● Task details:
Copy every entry exactly.

Start of Data shown

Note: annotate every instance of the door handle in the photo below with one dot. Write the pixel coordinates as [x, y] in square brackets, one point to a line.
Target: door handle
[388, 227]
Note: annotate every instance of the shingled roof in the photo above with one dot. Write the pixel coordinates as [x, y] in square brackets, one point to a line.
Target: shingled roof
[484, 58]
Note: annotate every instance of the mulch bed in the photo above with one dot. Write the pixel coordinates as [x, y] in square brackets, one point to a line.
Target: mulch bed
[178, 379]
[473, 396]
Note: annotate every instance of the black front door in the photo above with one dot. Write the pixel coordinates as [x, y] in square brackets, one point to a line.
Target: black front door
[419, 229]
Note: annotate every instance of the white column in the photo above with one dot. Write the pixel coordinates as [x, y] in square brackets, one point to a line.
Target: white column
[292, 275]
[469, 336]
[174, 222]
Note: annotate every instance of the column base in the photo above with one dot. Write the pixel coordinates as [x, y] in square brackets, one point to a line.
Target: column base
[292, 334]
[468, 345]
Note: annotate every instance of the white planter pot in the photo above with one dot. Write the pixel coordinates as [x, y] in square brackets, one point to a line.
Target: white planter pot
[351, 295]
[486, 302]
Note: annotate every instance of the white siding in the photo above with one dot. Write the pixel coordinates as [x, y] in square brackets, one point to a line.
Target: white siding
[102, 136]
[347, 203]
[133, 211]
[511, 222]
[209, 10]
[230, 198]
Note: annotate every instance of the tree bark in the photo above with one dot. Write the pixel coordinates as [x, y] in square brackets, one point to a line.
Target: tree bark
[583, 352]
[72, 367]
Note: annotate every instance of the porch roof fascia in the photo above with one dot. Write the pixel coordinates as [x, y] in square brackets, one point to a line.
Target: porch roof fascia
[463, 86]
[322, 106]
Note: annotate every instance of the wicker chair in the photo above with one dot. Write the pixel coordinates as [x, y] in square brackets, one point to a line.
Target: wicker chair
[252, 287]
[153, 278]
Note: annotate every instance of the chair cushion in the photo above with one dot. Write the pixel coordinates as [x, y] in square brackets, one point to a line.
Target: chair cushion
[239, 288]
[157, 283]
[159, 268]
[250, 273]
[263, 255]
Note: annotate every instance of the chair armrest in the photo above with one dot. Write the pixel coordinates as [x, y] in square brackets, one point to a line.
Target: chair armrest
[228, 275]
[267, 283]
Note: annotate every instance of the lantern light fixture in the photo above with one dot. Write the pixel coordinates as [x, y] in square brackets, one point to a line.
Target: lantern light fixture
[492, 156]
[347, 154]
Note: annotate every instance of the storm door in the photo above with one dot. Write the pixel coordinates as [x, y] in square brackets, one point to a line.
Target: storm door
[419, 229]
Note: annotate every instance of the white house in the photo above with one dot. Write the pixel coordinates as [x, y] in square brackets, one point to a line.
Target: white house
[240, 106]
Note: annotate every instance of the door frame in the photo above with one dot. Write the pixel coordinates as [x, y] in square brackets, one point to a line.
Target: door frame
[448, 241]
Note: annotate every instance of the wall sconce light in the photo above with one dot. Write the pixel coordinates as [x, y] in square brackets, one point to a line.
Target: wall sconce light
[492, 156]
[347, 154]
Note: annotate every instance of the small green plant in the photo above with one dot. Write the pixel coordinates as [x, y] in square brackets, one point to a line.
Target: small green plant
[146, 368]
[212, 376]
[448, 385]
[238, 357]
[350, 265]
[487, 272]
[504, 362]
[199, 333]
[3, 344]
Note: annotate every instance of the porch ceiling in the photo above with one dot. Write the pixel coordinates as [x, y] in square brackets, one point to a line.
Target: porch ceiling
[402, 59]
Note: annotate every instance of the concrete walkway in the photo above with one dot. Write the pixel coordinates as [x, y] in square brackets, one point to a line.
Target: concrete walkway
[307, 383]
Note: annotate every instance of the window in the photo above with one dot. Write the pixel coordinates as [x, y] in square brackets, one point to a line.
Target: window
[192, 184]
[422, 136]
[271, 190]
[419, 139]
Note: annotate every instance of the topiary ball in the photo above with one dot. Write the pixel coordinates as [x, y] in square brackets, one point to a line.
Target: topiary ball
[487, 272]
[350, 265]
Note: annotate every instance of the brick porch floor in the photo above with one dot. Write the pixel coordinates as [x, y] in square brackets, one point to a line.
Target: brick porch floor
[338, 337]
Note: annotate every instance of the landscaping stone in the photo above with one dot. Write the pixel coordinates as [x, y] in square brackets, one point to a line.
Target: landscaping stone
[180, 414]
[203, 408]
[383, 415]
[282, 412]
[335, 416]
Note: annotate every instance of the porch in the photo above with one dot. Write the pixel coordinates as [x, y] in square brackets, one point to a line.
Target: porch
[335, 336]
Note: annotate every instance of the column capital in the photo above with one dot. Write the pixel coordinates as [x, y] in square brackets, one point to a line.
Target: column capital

End of Data shown

● Finished exercise:
Note: annotate every instance of the door handle in the photo below with one dot. Write the pixel coordinates as [x, y] in square brackets, one point to a line.
Target: door handle
[388, 227]
Note: annotate every instance of the shingled roof in the photo above with one dot. Write the pixel coordinates as [x, y] in square brackets, one point to a line.
Target: shingled roof
[484, 58]
Note: annotate every instance of the mulch bed in the photo above with one dot. Write the pixel coordinates as [x, y] in square brackets, one point to a line.
Target: mulch bed
[178, 379]
[473, 396]
Note: annotate every instance of the black front door in the photo above with one dot. Write the pixel coordinates as [x, y] in square brackets, one point to a line.
Target: black front door
[419, 229]
Note: annotate every instance of the white column in the photo above with one dot. Write the pixel coordinates as [x, y] in square brackets, one point to a line.
Target: white column
[292, 275]
[469, 336]
[174, 222]
Note: annotate every instance of the column base in the photo above with one dot. Write the pixel coordinates as [x, y] in square brackets, one point to a line.
Target: column base
[292, 334]
[468, 345]
Note: annotate every instance of the white planter pot in the photo above with one dot. Write the pixel coordinates as [x, y] in square brackets, one point to a line.
Target: white planter pot
[351, 295]
[486, 302]
Note: annotate every instance of the white siding in the photo above with one dot. Write the pixel coordinates as [x, y] in square brackets, one point to a line.
Target: white siding
[102, 136]
[347, 203]
[133, 211]
[511, 222]
[209, 10]
[230, 198]
Note: annotate every instance of the tree bark in the photo above with one dot. Write the pixel coordinates as [x, y] in square brackets, one point to a line.
Target: tree bark
[583, 352]
[72, 367]
Note: annotate every instance of the porch roof fascia in the photo above with one dot. Write the pixel coordinates as [x, y] in square brackets, one point to a line.
Target: porch roof fascia
[463, 86]
[322, 106]
Note: annotate every instance of the wicker chair in the photo above with one dot. Write the pixel coordinates as [x, y] in square brackets, one point to a line.
Target: wicker chair
[252, 287]
[153, 278]
Note: annotate every instance of the chair cushion in the photo above with one dot. Write the pixel coordinates as [x, y] in square brackets, one point to a line.
Target: chair cushion
[239, 288]
[157, 283]
[159, 268]
[250, 273]
[263, 255]
Note: annotate every instance of the chair armrest in the photo above with one dot. Write the pixel coordinates as [x, y] in square brackets, one point to a line.
Target: chair armrest
[228, 275]
[267, 283]
Note: annotate every instance of the lantern light fixture in the photo above with one dot. Write the pixel coordinates as [x, y] in square brackets, one point to a line.
Target: lantern light fixture
[492, 156]
[347, 154]
Note: annotate every instance of the storm door in the photo above with one dot. Write the pixel coordinates as [x, y] in square brackets, one point to a line.
Target: storm door
[419, 229]
Note: annotate every instance of the white house in the photo above with one dot. Write the pixel coordinates as [x, y] in square brackets, one point to a line.
Target: white house
[240, 106]
Note: annotate every instance of the door frame in the photo above with one dot. Write the pixel coordinates as [x, y] in square brackets, one point to a line.
Target: door frame
[448, 241]
Note: annotate every instance of the wall sconce light in the photo above with one dot. Write the pixel coordinates as [x, y] in square brackets, one point to a line.
Target: wall sconce light
[492, 156]
[347, 154]
Note: annotate every instance of the small green plant in the photo above with one dot. Write the pixel coordinates as [x, y] in square brackets, one point to a line.
Target: small green plant
[146, 368]
[212, 376]
[448, 385]
[238, 357]
[350, 265]
[487, 272]
[504, 362]
[199, 333]
[3, 344]
Note: annotate every instance of the porch ceiling in the photo above with one dot. Write the pixel coordinates as [x, y] in square brackets, one point to a line.
Target: porch ceiling
[402, 59]
Note: annotate every instance of the concrete walkway in the photo above with one dot. Write the pixel coordinates as [x, y] in square brackets, one point to a line.
Target: concrete walkway
[307, 383]
Note: annotate every instance of the window in the photo above with one dot. Write the pixel coordinates as [x, y] in square brackets, one point to a line.
Target: window
[192, 184]
[422, 136]
[271, 190]
[419, 139]
Note: annotate every instance of the topiary ball in the photo above with one dot. Write the pixel coordinates as [x, y] in square brackets, one point to a line.
Target: topiary ball
[487, 272]
[350, 265]
Note: annotate every instance of the brick porch floor in the photo above with one dot. Write the pixel coordinates as [x, y] in square brackets, one point to a line.
Target: brick porch floor
[338, 337]
Note: annotate every instance of the landscaping stone in the photo above with one dot. Write the pixel coordinates as [x, y] in square brackets, one point to a line.
Target: landscaping stone
[180, 414]
[203, 408]
[383, 415]
[282, 412]
[335, 416]
Note: annotate every instance of the porch in the photo above with one dot. Write the pixel coordinates as [x, y] in square brackets, one point to a line.
Target: porch
[335, 336]
Note: annotate every instance of the column capital in the photo above with one dot. Write the pixel coordinates as [x, y] in square brackets, one point to a line.
Target: column capital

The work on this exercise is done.